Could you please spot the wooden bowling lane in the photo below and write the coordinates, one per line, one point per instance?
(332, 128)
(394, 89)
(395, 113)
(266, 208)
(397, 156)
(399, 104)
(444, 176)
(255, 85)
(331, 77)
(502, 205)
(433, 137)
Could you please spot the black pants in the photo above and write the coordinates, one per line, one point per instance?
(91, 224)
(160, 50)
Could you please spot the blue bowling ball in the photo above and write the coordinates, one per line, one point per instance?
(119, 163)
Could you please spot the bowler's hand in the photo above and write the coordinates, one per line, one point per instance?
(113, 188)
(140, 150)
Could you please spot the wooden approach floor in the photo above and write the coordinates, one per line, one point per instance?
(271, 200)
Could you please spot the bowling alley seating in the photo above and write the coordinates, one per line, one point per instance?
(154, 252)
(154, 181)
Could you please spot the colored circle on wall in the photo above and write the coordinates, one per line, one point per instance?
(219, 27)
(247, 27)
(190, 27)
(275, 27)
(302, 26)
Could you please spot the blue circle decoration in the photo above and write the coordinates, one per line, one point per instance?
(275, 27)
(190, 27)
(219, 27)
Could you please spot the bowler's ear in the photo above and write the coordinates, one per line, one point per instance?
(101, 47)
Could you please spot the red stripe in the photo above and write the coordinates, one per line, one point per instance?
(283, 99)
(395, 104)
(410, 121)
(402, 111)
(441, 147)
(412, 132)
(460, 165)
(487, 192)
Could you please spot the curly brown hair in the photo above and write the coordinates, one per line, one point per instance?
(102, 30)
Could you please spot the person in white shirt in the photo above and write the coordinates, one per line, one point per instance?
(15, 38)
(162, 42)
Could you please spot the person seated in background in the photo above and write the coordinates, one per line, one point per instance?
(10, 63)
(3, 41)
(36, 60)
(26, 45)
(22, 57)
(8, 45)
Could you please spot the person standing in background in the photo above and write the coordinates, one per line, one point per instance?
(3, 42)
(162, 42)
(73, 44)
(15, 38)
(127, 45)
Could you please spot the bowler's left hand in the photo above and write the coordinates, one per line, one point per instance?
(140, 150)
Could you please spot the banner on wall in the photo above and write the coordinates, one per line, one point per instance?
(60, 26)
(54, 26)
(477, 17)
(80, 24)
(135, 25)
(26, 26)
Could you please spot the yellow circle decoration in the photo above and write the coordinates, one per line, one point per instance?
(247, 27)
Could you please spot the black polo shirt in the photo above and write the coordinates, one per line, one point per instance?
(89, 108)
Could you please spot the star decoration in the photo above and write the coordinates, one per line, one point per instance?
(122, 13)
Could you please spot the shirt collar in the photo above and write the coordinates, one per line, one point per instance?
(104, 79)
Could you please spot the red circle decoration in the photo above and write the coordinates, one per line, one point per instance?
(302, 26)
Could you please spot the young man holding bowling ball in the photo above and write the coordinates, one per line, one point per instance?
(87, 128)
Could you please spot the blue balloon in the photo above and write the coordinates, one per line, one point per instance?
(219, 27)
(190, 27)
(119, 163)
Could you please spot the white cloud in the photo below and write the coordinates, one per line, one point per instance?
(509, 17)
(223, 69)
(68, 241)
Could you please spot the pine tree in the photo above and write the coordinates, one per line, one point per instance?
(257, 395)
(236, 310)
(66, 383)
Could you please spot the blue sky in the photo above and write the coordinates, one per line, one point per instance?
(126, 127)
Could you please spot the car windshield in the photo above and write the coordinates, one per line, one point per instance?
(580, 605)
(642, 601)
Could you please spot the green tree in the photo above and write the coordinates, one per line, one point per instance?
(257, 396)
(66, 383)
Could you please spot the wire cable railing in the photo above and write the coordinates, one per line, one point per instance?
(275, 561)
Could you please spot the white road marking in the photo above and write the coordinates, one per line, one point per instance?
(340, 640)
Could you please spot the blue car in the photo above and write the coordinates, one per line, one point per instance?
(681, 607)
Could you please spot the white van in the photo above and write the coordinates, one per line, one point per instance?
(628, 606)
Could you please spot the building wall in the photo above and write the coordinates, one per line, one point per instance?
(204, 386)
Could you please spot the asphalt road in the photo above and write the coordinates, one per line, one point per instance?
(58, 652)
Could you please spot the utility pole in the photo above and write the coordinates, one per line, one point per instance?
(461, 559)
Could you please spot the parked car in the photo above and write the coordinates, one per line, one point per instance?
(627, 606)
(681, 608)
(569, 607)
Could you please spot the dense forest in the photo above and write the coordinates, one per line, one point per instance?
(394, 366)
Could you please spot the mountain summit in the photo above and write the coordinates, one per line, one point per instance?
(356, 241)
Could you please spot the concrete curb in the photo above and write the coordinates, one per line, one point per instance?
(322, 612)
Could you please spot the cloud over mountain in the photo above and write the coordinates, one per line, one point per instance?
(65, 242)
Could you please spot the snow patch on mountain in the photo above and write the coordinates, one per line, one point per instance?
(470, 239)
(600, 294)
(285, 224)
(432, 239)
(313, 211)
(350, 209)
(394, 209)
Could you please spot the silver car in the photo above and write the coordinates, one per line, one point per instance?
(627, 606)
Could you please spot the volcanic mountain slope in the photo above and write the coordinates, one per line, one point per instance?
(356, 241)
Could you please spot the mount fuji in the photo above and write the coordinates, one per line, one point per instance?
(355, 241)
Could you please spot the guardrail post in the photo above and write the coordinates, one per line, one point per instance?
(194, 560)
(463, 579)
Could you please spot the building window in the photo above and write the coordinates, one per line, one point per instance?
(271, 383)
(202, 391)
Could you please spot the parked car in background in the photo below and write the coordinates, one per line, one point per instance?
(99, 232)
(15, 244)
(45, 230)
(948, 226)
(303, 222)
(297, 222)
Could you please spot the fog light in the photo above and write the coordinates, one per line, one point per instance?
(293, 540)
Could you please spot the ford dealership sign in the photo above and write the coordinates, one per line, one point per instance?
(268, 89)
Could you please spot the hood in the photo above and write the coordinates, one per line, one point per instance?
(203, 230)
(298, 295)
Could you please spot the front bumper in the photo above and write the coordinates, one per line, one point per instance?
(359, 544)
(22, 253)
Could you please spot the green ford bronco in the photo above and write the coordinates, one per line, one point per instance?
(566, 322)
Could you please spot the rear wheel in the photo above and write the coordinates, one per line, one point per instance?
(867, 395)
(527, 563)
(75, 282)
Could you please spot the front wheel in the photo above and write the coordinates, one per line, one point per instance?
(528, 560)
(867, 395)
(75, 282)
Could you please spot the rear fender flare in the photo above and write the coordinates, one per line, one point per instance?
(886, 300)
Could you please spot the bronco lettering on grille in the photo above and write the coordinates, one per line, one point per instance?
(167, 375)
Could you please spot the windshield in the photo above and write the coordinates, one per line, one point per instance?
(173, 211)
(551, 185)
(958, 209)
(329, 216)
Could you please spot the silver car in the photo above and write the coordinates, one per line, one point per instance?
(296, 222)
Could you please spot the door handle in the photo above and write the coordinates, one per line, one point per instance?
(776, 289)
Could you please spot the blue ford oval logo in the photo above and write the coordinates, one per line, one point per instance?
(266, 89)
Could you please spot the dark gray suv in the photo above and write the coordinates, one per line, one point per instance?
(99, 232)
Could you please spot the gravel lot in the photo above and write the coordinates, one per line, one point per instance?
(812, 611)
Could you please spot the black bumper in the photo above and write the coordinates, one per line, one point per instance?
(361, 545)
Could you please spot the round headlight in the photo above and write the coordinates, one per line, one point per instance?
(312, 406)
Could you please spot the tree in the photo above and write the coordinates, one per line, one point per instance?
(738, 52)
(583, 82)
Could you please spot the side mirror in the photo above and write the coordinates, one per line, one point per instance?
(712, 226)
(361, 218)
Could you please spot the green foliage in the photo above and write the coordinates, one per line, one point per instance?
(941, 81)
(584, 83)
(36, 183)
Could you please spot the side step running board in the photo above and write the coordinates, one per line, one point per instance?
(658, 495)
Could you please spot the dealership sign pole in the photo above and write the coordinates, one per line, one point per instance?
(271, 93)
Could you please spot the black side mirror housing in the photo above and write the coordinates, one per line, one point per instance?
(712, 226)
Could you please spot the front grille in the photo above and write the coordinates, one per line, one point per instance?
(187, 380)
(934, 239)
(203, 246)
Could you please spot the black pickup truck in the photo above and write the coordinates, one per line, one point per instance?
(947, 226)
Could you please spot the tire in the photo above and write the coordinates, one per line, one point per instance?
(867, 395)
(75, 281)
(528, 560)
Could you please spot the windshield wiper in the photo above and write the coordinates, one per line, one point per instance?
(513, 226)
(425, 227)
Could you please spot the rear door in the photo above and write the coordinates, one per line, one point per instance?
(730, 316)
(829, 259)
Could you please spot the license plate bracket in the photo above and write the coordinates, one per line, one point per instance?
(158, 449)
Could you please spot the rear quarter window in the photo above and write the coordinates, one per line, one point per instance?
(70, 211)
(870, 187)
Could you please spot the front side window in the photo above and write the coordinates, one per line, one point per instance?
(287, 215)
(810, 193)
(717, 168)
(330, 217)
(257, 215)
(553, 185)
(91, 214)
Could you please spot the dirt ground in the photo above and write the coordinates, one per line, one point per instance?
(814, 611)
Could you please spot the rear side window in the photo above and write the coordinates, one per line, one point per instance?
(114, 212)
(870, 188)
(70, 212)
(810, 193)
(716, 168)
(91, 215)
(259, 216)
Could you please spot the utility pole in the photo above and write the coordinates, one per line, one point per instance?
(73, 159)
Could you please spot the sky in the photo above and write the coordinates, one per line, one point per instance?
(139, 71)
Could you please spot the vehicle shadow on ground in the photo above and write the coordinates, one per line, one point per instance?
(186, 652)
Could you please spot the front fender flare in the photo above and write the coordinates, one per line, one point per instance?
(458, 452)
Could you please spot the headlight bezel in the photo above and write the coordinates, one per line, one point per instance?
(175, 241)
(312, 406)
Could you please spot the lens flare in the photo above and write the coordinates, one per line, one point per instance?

+++

▶ [Problem details] Starting at the line that contains "Could you please spot the sky", output each remaining line of the listing, the last line included, exactly as it appears.

▶ [Finished answer]
Could you please spot the sky in the photo above and write the coordinates, one per line, one point per instance?
(139, 71)
Could you please spot the vehicle shadow on ground in the photo above and write the coordinates, one per line, one point per instance?
(186, 652)
Could you please spot the front fender flare in the photo above and write the coordinates, one per line, one point per instance?
(458, 452)
Could you please spot the headlight bezel in the photo above and write the coordinates, one per line, one point per instance?
(175, 241)
(312, 406)
Could you please spot the lens flare in the photo above and write the coordinates, one per line, one point per instance?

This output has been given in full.